**Goal**
As an exercise in exact copying, transcribe the lines below from the one holding "609), using the photo above." through the last, with both ends included and pictures left out.

**Exercise materials**
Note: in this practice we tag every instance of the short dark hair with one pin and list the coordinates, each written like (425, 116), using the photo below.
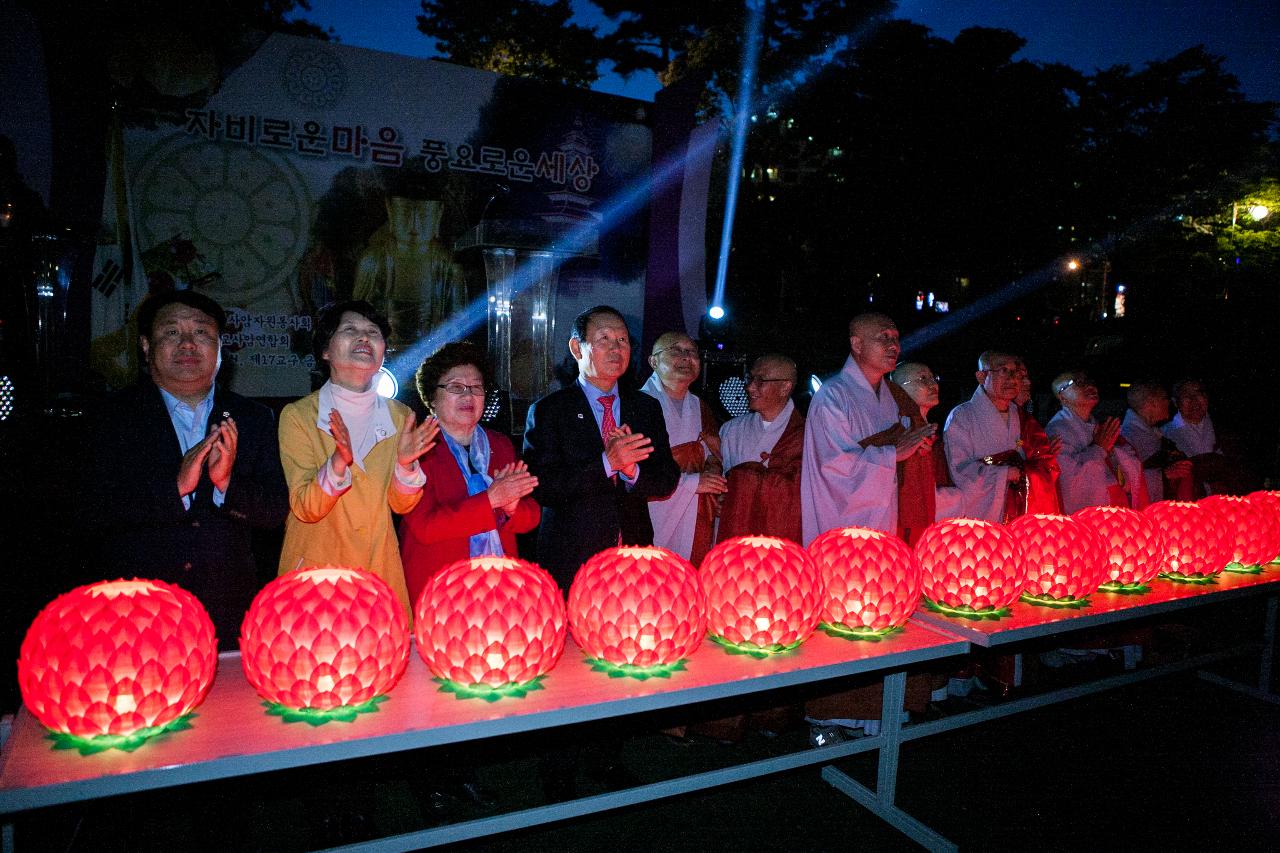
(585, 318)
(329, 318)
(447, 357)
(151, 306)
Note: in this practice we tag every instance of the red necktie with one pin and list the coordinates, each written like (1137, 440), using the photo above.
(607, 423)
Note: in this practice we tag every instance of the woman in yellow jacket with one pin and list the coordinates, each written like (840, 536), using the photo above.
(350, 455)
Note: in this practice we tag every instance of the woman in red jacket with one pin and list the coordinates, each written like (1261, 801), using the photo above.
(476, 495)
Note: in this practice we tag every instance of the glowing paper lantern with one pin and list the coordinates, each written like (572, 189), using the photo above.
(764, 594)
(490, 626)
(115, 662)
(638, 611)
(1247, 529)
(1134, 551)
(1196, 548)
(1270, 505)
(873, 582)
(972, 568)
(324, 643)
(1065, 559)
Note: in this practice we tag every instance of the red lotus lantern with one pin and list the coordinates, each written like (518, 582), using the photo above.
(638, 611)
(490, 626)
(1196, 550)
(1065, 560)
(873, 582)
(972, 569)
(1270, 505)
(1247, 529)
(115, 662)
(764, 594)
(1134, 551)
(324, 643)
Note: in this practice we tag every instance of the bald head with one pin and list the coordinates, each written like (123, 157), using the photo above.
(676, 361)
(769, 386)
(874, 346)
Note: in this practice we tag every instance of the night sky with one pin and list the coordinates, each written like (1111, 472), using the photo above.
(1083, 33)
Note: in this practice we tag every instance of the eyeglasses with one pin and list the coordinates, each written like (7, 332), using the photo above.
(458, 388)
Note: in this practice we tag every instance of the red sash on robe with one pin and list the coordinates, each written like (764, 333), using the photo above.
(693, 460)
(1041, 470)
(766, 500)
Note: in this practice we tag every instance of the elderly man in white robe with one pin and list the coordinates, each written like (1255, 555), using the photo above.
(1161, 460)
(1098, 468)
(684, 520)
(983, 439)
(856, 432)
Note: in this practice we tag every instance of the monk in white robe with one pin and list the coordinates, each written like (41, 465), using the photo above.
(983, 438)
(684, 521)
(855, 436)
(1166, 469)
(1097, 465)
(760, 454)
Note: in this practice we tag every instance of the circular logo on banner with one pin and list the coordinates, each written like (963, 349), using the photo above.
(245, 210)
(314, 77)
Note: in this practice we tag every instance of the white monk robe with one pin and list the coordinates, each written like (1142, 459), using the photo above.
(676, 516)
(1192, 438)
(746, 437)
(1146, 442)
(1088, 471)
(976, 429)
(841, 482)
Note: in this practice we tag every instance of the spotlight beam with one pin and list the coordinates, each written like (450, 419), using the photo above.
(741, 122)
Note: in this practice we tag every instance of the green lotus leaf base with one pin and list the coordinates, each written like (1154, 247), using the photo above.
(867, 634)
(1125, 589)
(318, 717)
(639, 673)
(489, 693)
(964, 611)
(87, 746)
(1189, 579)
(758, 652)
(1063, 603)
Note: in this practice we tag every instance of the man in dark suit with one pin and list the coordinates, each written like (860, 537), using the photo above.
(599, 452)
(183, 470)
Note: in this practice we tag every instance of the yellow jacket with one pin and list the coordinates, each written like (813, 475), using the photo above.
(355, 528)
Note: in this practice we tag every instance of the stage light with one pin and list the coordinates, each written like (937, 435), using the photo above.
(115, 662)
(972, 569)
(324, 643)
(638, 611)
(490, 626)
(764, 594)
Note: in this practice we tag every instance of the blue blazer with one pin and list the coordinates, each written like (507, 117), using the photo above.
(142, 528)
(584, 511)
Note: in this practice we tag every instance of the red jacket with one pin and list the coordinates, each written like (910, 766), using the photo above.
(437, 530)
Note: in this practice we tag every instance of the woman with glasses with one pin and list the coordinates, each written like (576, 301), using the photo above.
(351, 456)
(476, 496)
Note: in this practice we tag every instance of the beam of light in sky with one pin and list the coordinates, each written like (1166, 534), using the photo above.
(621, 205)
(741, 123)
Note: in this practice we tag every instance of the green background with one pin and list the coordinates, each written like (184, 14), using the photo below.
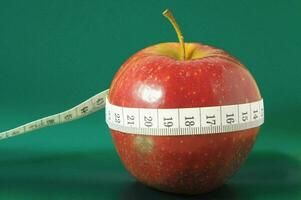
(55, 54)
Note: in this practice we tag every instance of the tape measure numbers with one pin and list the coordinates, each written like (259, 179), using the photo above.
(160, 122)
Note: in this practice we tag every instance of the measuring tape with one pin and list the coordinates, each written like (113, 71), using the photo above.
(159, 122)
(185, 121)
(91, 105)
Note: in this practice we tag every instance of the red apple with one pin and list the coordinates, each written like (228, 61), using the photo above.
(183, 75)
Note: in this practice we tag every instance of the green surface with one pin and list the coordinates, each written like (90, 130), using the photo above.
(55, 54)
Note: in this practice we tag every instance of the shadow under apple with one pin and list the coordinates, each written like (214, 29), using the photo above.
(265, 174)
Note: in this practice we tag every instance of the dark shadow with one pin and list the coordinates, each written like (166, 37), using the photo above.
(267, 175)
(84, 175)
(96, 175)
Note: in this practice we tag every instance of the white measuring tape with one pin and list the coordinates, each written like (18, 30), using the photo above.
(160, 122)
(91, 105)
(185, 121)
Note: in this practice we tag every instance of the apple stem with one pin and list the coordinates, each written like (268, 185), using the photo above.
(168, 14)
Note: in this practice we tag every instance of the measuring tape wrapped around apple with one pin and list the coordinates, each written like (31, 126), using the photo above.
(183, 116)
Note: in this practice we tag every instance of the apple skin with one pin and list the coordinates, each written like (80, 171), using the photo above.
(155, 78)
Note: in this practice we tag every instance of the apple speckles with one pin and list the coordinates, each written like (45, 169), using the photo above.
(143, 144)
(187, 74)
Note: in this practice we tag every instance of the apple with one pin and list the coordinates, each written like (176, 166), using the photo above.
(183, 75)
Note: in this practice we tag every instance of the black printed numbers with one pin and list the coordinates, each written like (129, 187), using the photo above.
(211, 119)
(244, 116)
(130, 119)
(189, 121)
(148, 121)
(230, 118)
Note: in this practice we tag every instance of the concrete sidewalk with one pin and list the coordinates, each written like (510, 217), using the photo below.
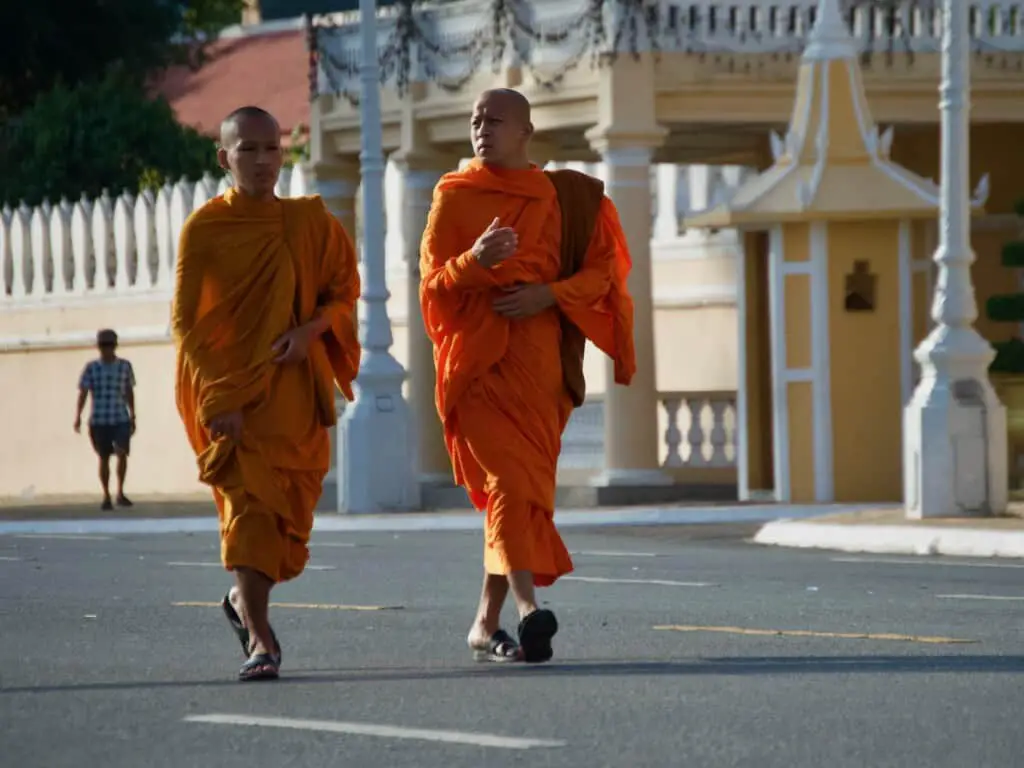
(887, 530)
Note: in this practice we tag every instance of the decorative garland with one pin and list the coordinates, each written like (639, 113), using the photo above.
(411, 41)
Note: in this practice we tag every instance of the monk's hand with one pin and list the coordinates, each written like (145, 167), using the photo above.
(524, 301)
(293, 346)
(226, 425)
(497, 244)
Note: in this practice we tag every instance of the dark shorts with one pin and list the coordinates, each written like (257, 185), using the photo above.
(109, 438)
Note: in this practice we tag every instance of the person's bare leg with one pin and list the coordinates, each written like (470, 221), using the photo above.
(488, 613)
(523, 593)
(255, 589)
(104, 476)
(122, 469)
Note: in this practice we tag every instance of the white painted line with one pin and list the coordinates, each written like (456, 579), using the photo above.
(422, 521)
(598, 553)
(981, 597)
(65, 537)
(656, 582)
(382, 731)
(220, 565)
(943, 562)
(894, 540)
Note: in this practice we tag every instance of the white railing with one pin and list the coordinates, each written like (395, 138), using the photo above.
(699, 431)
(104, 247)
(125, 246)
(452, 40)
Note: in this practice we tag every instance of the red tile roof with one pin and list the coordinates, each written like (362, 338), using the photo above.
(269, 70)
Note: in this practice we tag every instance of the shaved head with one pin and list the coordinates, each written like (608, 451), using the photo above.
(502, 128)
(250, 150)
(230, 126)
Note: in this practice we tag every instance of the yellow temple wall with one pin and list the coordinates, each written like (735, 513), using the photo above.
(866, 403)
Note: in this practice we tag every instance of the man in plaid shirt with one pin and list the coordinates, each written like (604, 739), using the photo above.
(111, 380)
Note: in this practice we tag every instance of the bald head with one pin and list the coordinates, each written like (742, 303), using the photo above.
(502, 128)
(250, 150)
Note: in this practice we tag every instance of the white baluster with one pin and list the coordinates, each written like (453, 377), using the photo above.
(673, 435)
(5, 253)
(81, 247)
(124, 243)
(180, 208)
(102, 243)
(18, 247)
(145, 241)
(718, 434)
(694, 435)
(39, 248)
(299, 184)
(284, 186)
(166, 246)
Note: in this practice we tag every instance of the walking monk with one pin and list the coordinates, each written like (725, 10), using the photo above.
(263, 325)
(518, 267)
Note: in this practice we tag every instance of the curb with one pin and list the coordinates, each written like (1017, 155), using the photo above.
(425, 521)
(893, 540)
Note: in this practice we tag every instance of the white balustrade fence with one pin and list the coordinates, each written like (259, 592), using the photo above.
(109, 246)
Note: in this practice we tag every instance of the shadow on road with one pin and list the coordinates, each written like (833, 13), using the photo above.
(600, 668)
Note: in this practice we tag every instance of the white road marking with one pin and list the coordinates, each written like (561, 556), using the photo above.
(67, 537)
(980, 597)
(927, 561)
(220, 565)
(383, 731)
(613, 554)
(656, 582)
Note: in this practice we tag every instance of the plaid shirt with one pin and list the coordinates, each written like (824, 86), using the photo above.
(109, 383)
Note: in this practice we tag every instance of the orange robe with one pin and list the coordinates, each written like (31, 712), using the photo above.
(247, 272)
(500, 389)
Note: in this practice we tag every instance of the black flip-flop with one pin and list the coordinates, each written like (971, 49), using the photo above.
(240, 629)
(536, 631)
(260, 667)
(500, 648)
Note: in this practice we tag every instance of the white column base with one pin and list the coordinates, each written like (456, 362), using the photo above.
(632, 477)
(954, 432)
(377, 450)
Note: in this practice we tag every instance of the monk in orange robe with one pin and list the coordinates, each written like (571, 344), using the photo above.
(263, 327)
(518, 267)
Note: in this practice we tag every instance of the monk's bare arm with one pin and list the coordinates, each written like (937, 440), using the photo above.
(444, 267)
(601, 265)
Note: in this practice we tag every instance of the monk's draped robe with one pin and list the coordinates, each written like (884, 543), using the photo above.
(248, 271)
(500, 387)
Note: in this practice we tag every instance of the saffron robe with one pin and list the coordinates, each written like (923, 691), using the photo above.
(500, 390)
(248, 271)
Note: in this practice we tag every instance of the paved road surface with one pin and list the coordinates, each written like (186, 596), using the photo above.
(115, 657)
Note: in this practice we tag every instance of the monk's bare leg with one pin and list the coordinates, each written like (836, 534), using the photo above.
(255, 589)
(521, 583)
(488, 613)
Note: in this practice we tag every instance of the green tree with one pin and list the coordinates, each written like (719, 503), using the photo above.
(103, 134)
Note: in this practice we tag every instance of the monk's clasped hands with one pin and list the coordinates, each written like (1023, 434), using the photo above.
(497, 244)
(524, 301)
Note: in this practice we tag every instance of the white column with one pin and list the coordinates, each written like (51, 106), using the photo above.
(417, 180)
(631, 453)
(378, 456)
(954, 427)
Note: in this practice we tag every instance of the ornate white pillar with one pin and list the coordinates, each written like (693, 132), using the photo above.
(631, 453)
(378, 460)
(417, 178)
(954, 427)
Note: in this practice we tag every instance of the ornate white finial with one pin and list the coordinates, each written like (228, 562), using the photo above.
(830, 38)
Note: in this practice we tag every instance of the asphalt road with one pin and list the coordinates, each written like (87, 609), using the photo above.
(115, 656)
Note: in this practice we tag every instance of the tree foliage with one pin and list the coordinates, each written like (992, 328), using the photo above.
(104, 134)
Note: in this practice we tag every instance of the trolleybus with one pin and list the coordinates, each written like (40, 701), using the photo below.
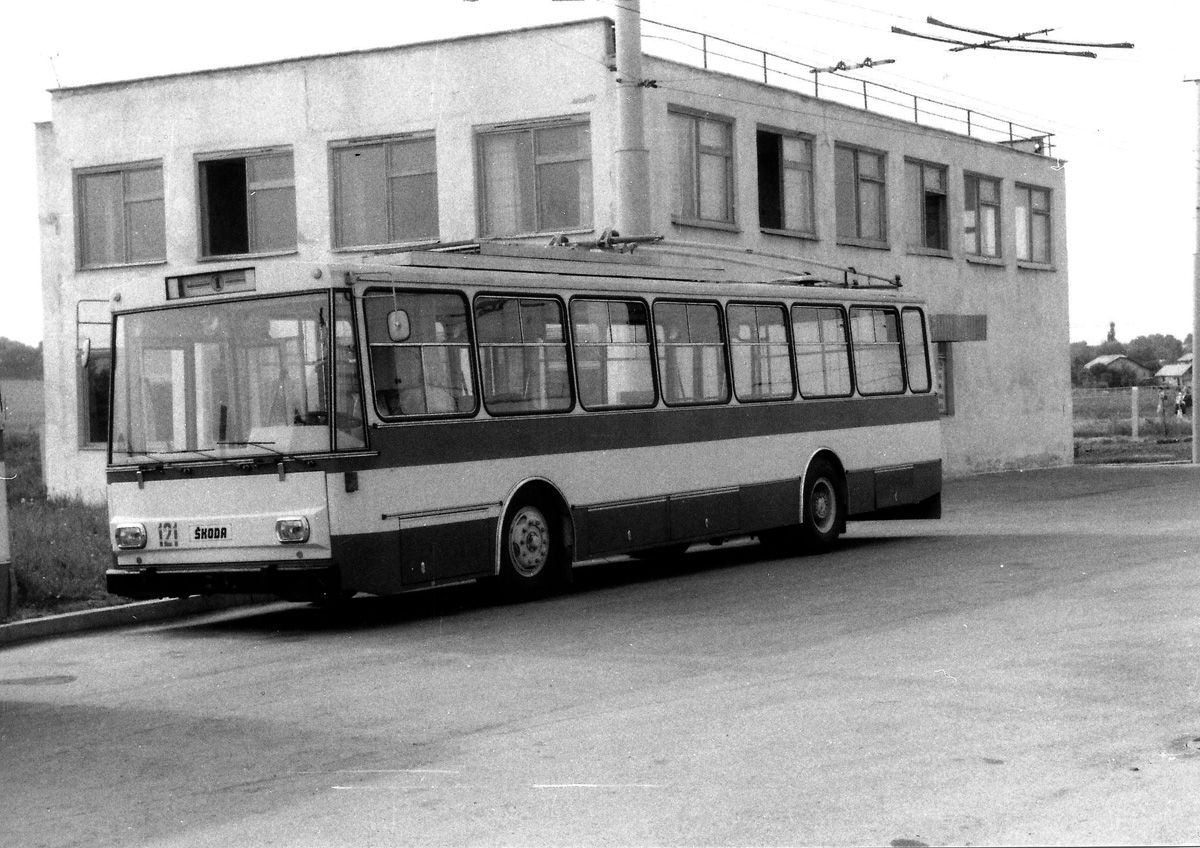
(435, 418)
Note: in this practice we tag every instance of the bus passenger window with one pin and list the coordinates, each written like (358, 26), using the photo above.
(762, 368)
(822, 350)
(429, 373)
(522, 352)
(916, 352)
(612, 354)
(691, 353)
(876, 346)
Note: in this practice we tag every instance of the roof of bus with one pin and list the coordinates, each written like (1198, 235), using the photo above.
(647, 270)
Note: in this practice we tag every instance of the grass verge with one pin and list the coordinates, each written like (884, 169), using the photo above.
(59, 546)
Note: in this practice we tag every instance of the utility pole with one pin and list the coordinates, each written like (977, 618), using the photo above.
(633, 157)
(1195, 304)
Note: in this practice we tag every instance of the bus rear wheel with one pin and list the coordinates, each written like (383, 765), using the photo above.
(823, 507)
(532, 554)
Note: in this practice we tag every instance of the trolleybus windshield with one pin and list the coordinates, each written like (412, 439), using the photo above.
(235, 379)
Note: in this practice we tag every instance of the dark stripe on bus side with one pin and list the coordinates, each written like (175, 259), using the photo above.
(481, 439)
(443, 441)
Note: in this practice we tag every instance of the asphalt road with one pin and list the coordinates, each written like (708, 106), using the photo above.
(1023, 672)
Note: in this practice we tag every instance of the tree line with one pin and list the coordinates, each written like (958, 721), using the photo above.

**Reply**
Note: in this practice we tag every instance of the asphalt road with one pin and list the coordinates, each written like (87, 609), using the photo above.
(115, 656)
Note: in this practice we tag every instance of the tree foliage with one pin and list the coordinates, each written like (992, 328), using the photo above.
(104, 134)
Note: in this practice we tag every instance of the trolleybus with one pin and list the coordinates, each written like (40, 701), using the photo below.
(435, 418)
Note: in this practice we tag every instance of the bus passenger window with one pin and list the coordinates, each written like (358, 26), using the photo above.
(762, 368)
(822, 350)
(429, 373)
(522, 352)
(916, 352)
(612, 354)
(691, 353)
(876, 346)
Note: in this practice we tag every instance of the roof of bus with one pin and list the coordinates, each written like (1198, 235), using the photo above.
(647, 270)
Note: in this practice we tag every instance of the grass verge with one pin and list the coordinates, each written like (884, 169), using the photo above.
(59, 546)
Note: in this practice we tag every instance of the utility pole with one pin and list the coordinates, each written like (977, 618), using the photo above.
(633, 157)
(1195, 304)
Note: in this practice we tag every instance of the bus rear wheel with one pin and list the coordinates, each written like (383, 765), using the photo above.
(823, 507)
(532, 554)
Note: in this practice we tag every instance of the trolleybus windshield with one pin and list the coordinates, each written like (412, 439), using the photo above.
(235, 379)
Note: in this practice we tag every instance of the dark stripe on bus side with one pin and list the coordinates, each written like (175, 259), using the photo above.
(481, 439)
(443, 441)
Note: in this practice we tag every instance of the asphalt road with one pin and list the coordinates, each written like (708, 106), using the photo above.
(1023, 672)
Note: in this practice we tag every instance of the tree line with one pin and list the coordinates, each written like (958, 721), using the photo above.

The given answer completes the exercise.